The Issue of "Unworthiness"
Principle:
Any person who answers in faith the invitation "Christ our Lord invites to his table all who love him, who earnestly repent of their sin and seek to live in peace with one another" (UMH, page 7) is worthy through Christ to partake of Holy Communion. Christians come to the Lord's Table in gratitude for Christ's mercy toward sinners. We do not share in Communion because of our worthiness; no one is truly
worthy. We come to the Eucharist out of our hunger to receive God's gracious love, to receive forgiveness and healing.
Background:
Some deeply committed United Methodist people who hesitate or even refuse to partake of Holy Communion do so because of their sense that they are unworthy. This problem is largely based upon misinterpretation and false fears. Within the United Methodist tradition, people who participate in the sacrament are assured of the forgiveness of their sins and of pardon through their participation in the Invitation and the Confession and Pardon.

# [Entries shown]
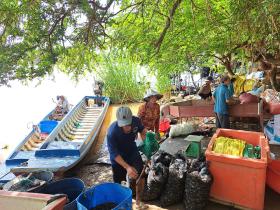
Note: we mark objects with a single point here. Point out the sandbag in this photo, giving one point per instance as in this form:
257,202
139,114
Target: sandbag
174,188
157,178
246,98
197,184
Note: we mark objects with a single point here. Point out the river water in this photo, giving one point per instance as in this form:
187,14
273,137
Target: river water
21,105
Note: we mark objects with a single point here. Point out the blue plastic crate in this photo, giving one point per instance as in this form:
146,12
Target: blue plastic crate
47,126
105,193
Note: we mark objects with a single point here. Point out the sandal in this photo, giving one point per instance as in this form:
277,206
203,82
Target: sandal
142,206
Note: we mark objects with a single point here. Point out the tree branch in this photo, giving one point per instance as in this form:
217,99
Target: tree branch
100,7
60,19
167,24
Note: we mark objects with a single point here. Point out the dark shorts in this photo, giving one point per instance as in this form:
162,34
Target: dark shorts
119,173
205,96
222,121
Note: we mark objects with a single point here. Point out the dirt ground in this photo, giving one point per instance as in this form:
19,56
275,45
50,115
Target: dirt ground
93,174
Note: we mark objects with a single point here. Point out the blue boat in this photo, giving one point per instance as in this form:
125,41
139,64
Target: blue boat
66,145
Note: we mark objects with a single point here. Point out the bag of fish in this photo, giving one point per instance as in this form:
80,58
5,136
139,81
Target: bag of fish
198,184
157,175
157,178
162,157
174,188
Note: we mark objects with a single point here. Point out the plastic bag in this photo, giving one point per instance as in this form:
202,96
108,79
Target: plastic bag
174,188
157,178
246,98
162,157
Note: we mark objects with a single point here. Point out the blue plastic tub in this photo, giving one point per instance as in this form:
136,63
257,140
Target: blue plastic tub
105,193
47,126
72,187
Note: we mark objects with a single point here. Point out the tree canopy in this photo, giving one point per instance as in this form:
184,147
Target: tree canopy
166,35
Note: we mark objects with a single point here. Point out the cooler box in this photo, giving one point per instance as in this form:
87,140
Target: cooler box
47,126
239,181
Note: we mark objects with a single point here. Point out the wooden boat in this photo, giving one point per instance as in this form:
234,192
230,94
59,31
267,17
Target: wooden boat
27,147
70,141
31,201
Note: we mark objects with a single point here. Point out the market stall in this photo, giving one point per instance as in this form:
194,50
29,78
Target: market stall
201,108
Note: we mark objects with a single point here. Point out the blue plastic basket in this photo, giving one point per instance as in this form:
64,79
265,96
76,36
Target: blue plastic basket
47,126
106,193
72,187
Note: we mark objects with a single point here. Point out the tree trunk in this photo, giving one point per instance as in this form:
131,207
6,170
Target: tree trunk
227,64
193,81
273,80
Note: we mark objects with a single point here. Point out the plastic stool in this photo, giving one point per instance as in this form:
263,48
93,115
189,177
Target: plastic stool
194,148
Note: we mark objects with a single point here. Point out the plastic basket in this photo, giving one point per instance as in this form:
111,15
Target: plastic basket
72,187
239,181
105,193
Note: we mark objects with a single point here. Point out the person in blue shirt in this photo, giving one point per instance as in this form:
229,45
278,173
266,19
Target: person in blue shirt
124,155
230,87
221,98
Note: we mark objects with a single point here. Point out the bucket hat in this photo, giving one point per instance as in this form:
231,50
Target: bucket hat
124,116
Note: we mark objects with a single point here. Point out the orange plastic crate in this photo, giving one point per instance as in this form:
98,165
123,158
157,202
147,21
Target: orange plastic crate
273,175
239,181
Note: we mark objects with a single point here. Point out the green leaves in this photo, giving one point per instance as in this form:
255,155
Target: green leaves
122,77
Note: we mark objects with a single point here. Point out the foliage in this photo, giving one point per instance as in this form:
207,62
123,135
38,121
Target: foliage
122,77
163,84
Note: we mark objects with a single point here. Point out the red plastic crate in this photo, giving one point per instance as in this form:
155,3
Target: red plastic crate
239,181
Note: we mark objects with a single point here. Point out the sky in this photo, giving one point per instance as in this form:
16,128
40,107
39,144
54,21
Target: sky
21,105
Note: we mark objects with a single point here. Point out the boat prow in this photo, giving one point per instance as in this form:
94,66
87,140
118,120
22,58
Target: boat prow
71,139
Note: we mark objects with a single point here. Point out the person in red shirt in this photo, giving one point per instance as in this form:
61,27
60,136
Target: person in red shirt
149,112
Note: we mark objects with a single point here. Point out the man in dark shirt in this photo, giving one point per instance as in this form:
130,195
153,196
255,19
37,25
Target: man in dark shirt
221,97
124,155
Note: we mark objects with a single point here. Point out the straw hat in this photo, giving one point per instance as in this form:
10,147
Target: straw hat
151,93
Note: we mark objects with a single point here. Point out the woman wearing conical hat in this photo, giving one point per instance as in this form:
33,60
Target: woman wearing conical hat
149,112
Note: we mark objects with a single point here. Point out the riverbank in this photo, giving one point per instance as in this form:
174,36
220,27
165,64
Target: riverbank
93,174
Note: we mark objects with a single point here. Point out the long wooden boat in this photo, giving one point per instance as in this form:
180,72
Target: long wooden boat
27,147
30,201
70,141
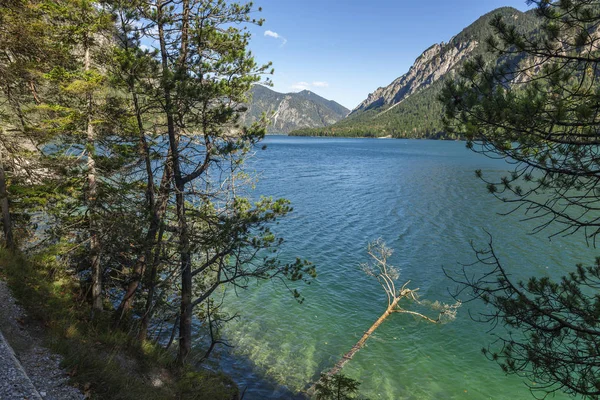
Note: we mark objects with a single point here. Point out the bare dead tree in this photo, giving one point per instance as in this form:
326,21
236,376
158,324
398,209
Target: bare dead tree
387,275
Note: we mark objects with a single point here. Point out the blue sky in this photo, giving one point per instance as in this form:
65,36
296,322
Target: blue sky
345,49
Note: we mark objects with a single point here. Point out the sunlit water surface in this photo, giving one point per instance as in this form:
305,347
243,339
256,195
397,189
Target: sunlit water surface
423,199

# [Task details]
Carry on the passage on "unworthiness" and Holy Communion from its last sentence, in the same voice.

# [Exercise result]
Paul's words of warning in 1 Corinthians 11:27-32 have long been a source of confusion and concern. Some people are fearful of communing "in an unworthy manner" and, sometimes out of genuine Christian humility, believe that their participation would be improper.
John Wesley addressed this problem in his sermon "The Duty of Constant Communion": "God offers you one of the greatest mercies on this side heaven, and commands you to accept it. . . . You are unworthy to receive any mercy from God. But is that a reason for refusing all mercy? . . . Why do you not obey God's command? . . . What! unworthy to obey God?" (II.7-8)
Wesley went on to explain that unworthiness does not apply to the people who are to commune, but to the manner in which the consecrated elements are consumed: "Here is not a word said of being unworthy to eat and drink. Indeed he [Paul] does speak of eating and
drinking unworthily; but that is quite a different thing. . . . In this very chapter we are told that by eating and drinking unworthily is meant, taking the holy Sacrament in such a rude and disorderly way, that one was 'hungry, and another drunken'" [1 Cor. 11:21] (II.9).
First Corinthians 11:29 is a word of judgment against "all who eat and drink without discerning the body." A footnote to this passage in The New Oxford Annotated Bible (NRSV) explains that this is a reference to "the community, one's relation to other Christians" (page 242). Paul is speaking against those who fail to recognize the church the body of Christ as a community of faith within which Christians relate to one another in love.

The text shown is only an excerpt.